Requirement >>
Transcribe each entry exactly as it appears, leaving out any picture it holds.

Source material >>
--- START ---

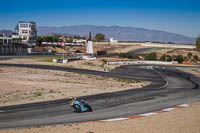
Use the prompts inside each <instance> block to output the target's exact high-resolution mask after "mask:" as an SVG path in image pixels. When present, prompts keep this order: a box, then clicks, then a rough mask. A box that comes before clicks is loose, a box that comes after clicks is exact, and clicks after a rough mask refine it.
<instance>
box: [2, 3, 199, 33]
mask: <svg viewBox="0 0 200 133" xmlns="http://www.w3.org/2000/svg"><path fill="white" fill-rule="evenodd" d="M18 21H35V22H36V23H37V25H38V26H59V27H60V26H69V25H82V24H92V25H99V26H100V25H105V26H112V25H118V26H126V27H127V26H131V27H141V28H148V29H155V30H164V31H168V32H173V33H179V34H183V35H186V36H190V37H196V36H198V35H200V0H1V6H0V29H11V30H13V29H14V28H15V26H16V24H17V22H18Z"/></svg>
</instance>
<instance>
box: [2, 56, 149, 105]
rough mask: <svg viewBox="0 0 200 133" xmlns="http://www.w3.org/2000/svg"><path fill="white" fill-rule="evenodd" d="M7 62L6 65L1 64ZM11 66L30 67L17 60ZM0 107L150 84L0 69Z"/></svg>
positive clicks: (121, 89) (30, 60)
mask: <svg viewBox="0 0 200 133" xmlns="http://www.w3.org/2000/svg"><path fill="white" fill-rule="evenodd" d="M2 62H7V63H8V62H9V61H2ZM12 62H13V63H23V62H27V63H29V62H30V63H32V64H34V63H35V62H34V60H29V59H16V60H13V61H12ZM0 77H1V78H0V91H1V93H0V106H7V105H13V104H24V103H32V102H39V101H47V100H55V99H62V98H68V97H70V96H76V97H78V96H85V95H91V94H99V93H108V92H115V91H122V90H127V89H134V88H141V87H143V86H146V85H149V84H150V82H146V81H137V80H128V79H121V78H110V77H103V76H94V75H87V74H81V73H72V72H62V71H53V70H42V69H32V68H23V67H6V66H5V67H0Z"/></svg>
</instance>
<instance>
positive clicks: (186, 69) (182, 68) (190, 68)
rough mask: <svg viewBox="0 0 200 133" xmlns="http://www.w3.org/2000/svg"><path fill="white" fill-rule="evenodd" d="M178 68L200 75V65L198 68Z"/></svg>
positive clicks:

--- END ---

Answer >>
Use the prompts inside each <instance> block to output the target's exact high-resolution mask after "mask:" as an SVG path in image pixels. When present, prompts keep this order: a box, then clicks, then a rough mask. A box that comes before clicks is loose, a box that comes after clicks is exact, and clicks after a rough mask refine it.
<instance>
box: [2, 3, 199, 33]
mask: <svg viewBox="0 0 200 133" xmlns="http://www.w3.org/2000/svg"><path fill="white" fill-rule="evenodd" d="M18 21H35V22H36V23H37V25H38V26H59V27H60V26H69V25H82V24H92V25H99V26H100V25H105V26H112V25H118V26H126V27H127V26H131V27H141V28H148V29H155V30H164V31H168V32H173V33H179V34H183V35H186V36H190V37H196V36H198V35H200V0H1V6H0V29H11V30H13V29H14V28H15V26H16V24H17V22H18Z"/></svg>
</instance>
<instance>
box: [2, 56, 149, 105]
rough mask: <svg viewBox="0 0 200 133" xmlns="http://www.w3.org/2000/svg"><path fill="white" fill-rule="evenodd" d="M7 62L6 65L1 64ZM11 66L30 67L17 60ZM0 107L150 84L0 69Z"/></svg>
positive clicks: (121, 89) (30, 60)
mask: <svg viewBox="0 0 200 133" xmlns="http://www.w3.org/2000/svg"><path fill="white" fill-rule="evenodd" d="M2 62H7V63H8V62H9V61H2ZM12 62H13V63H23V62H27V63H29V62H30V63H32V64H34V63H35V62H34V60H29V59H16V60H13V61H12ZM0 77H1V78H0V91H1V93H0V106H7V105H13V104H24V103H32V102H39V101H47V100H55V99H62V98H68V97H70V96H76V97H78V96H85V95H91V94H99V93H108V92H115V91H122V90H127V89H134V88H141V87H143V86H146V85H149V84H150V82H146V81H137V80H128V79H121V78H110V77H103V76H94V75H87V74H81V73H72V72H62V71H53V70H42V69H32V68H23V67H6V66H5V67H0Z"/></svg>
</instance>
<instance>
positive clicks: (186, 69) (182, 68) (190, 68)
rough mask: <svg viewBox="0 0 200 133" xmlns="http://www.w3.org/2000/svg"><path fill="white" fill-rule="evenodd" d="M178 68L200 75V65L198 68Z"/></svg>
positive clicks:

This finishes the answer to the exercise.